Exercise task: Write out the records below again, replacing "shop window" with "store window" and changing nothing else. Omit the pictures.

Provided data:

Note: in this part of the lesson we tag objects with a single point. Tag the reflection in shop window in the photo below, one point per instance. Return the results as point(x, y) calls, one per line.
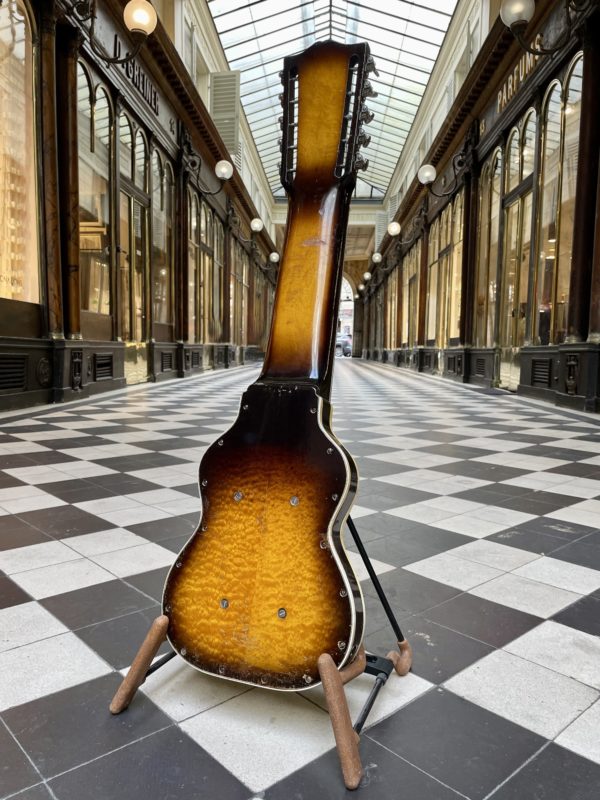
point(570, 156)
point(19, 225)
point(487, 254)
point(162, 239)
point(94, 127)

Written solution:
Note: in this part of the lesson we tag objects with a single point. Tag the reflection in store window in the photo below, one point per instance. Return the results as point(x, y) calls, one per line.
point(570, 156)
point(19, 225)
point(487, 254)
point(162, 239)
point(94, 127)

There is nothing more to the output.